* **Exercise aim**
Set out every line of the listing below as a numbered list, omitting any blank lines.

* **Rows**
=======
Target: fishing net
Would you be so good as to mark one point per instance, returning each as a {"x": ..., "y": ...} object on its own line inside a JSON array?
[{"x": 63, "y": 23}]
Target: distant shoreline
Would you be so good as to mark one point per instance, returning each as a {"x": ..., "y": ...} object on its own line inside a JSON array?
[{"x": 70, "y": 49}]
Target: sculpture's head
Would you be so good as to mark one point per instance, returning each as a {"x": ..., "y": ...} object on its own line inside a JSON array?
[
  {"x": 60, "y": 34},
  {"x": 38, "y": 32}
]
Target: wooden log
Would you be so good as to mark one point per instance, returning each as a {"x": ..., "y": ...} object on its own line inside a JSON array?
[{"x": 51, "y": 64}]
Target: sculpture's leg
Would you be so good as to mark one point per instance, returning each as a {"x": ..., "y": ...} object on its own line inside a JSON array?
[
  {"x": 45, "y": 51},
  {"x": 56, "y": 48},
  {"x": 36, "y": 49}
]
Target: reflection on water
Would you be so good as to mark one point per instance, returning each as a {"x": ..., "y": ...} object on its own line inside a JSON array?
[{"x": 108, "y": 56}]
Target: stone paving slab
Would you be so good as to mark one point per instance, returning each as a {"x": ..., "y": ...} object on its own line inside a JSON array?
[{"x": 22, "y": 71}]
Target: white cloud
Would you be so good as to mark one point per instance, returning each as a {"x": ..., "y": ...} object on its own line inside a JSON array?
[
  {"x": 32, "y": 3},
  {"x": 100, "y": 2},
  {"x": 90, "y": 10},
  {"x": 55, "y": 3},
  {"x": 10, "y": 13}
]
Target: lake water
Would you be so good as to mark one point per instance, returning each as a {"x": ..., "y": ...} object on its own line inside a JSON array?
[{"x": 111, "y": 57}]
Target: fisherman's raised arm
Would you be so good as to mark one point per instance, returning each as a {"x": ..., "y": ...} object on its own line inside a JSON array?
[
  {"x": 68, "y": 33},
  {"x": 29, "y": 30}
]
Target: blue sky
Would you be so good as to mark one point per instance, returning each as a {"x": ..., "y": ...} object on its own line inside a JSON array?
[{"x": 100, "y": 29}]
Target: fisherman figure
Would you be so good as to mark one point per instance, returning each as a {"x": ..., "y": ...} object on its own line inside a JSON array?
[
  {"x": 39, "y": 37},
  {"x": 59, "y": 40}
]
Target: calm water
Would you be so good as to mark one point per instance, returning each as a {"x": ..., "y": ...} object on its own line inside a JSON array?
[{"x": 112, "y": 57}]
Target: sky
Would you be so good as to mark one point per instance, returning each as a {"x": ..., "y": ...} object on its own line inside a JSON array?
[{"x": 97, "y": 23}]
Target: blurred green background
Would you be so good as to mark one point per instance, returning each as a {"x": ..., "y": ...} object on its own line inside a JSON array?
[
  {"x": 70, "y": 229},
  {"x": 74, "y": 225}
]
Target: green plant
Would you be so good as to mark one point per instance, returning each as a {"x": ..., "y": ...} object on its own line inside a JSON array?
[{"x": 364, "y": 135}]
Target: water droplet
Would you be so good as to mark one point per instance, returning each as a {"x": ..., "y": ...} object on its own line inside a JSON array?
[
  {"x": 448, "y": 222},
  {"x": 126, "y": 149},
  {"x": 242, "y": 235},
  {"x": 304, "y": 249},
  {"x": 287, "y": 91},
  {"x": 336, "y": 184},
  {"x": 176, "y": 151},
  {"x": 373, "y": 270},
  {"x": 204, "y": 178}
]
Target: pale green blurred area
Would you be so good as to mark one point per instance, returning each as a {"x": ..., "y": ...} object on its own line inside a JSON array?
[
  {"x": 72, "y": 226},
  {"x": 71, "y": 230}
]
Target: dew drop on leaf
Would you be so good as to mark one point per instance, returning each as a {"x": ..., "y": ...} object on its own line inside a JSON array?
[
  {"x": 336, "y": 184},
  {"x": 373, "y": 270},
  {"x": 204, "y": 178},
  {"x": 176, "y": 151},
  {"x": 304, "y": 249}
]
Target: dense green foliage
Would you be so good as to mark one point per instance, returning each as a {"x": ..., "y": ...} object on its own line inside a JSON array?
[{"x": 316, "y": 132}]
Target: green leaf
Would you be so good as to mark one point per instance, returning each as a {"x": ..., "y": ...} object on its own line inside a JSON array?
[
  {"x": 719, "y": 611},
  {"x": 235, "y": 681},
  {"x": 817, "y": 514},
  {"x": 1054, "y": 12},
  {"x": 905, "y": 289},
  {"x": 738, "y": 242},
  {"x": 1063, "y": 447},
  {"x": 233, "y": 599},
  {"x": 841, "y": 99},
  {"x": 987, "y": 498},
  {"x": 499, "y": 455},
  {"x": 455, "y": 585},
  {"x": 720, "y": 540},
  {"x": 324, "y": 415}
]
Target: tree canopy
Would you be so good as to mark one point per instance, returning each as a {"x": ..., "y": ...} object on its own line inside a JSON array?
=======
* **Solution to this exercise**
1. Target: fishing net
2. Would you be so good as to mark one point per instance, returning each as a {"x": ..., "y": ...} object on its own line inside a JSON array?
3. [{"x": 63, "y": 23}]
4. Target: distant shoreline
5. Would you be so good as to mark one point per instance, returning each as a {"x": ..., "y": ...} object on its own line inside a JSON array?
6. [{"x": 70, "y": 49}]
7. Target: sculpture's head
8. Would you be so good as to mark one point per instance, returning each as a {"x": ..., "y": ...} object on its own line inside a JSON array?
9. [
10.   {"x": 60, "y": 34},
11.   {"x": 38, "y": 32}
12. ]
13. Target: wooden log
14. Would you be so good as to mark one point per instance, returning each as a {"x": ..., "y": ...} object on its own line inside a JSON array?
15. [{"x": 51, "y": 64}]
16. Target: sculpture's leg
17. Would you be so good as to mark one point per instance, returning each as a {"x": ..., "y": ...} object on its own line inside a JSON array?
18. [
19.   {"x": 45, "y": 51},
20.   {"x": 56, "y": 48},
21.   {"x": 36, "y": 49}
22. ]
23. Target: reflection on water
24. Would you be so good as to mark one point per instance, returning each as a {"x": ..., "y": ...} object on its own line inside a JSON array?
25. [{"x": 108, "y": 56}]
26. Target: stone paving slab
27. Would you be so good as to mark one point per instance, returning each as a {"x": ..., "y": ...} object on its own line inside a JSON array?
28. [{"x": 22, "y": 71}]
29. Target: white cloud
30. Would you be so good as to mark one point per instance, returning each as a {"x": ..., "y": ...} object on its own line inside a JSON array?
31. [
32.   {"x": 32, "y": 3},
33.   {"x": 100, "y": 2},
34.   {"x": 90, "y": 10},
35.   {"x": 55, "y": 3},
36.   {"x": 10, "y": 13}
37. ]
38. Target: lake water
39. Would you be so good as to mark one point per instance, returning each as a {"x": ..., "y": ...} object on its own line inside a JSON array?
40. [{"x": 111, "y": 57}]
41. Target: fisherman's raised arm
42. Would you be so good as to mark one point per instance, returning each as a {"x": ..., "y": ...} object on its own line inside a JSON array?
43. [
44.   {"x": 68, "y": 33},
45.   {"x": 29, "y": 30}
46. ]
47. Target: blue sky
48. Would you be so good as to mark one point per instance, returning each as a {"x": ..., "y": ...} object on its own line inside a JSON array?
49. [{"x": 100, "y": 29}]
50. Target: fisherman figure
51. Would you be so good as to mark one point per instance, returning each as a {"x": ..., "y": ...} object on its own line inside a JSON array?
52. [
53.   {"x": 39, "y": 37},
54.   {"x": 59, "y": 40}
55. ]
56. Target: calm water
57. Would you be so good as to mark one point per instance, returning each as a {"x": ..., "y": ...} object on its own line inside a JSON array?
58. [{"x": 112, "y": 57}]
59. Target: sky
60. Would you be so good as to mark one point per instance, returning each as a {"x": ..., "y": ...} object on its own line inside a JSON array?
61. [{"x": 97, "y": 23}]
62. Target: blurred green background
63. Would you be so good as to mark one point per instance, returning each as a {"x": ..., "y": ...} object on its own line inside a JSON array?
64. [
65.   {"x": 70, "y": 229},
66.   {"x": 74, "y": 225}
67. ]
68. Target: green plant
69. Would you be so good as to mark one point per instance, returning each as a {"x": ..., "y": ...} object on its own line inside a JSON array?
70. [{"x": 364, "y": 135}]
71. Target: water droplet
72. Would you be so good as to mark one point per instance, returning each as a {"x": ..., "y": ...} object on its own line inside a JSON array?
73. [
74.   {"x": 448, "y": 222},
75.   {"x": 126, "y": 149},
76.   {"x": 242, "y": 235},
77.   {"x": 304, "y": 249},
78.   {"x": 287, "y": 91},
79.   {"x": 336, "y": 184},
80.   {"x": 176, "y": 151},
81.   {"x": 373, "y": 270},
82.   {"x": 204, "y": 178}
83. ]
84. Target: pale green blurred area
85. Would you be so good as to mark one point per instance, returning each as a {"x": ..., "y": ...} object on its own line inside a JSON array?
86. [
87.   {"x": 72, "y": 226},
88.   {"x": 71, "y": 230}
89. ]
90. Target: dew drop on leaf
91. Would you be so good as to mark one point per instance, returning each as a {"x": ..., "y": ...} object on its own line inside a JSON array?
92. [
93.   {"x": 336, "y": 184},
94.   {"x": 373, "y": 270},
95.   {"x": 204, "y": 178},
96.   {"x": 176, "y": 151},
97.   {"x": 304, "y": 249}
98. ]
99. Target: dense green foliage
100. Would you be so good as to mark one point per instance, returning each as a {"x": ..., "y": ...} object on its own line inside a JSON array?
101. [{"x": 316, "y": 132}]
102. Target: green leaf
103. Would you be so good as to mark one point per instance, returning each as a {"x": ..., "y": ...} object on its own line inside a JSON array?
104. [
105.   {"x": 719, "y": 611},
106.   {"x": 235, "y": 681},
107.   {"x": 817, "y": 514},
108.   {"x": 1054, "y": 12},
109.   {"x": 905, "y": 289},
110.   {"x": 738, "y": 242},
111.   {"x": 1063, "y": 447},
112.   {"x": 233, "y": 599},
113.   {"x": 841, "y": 99},
114.   {"x": 987, "y": 498},
115.   {"x": 499, "y": 455},
116.   {"x": 455, "y": 585},
117.   {"x": 720, "y": 540},
118.   {"x": 324, "y": 415}
119. ]
120. Target: tree canopy
121. Would you be so good as to mark one point per instance, returning each as a {"x": ..., "y": ...} object on its own line inside a JSON array?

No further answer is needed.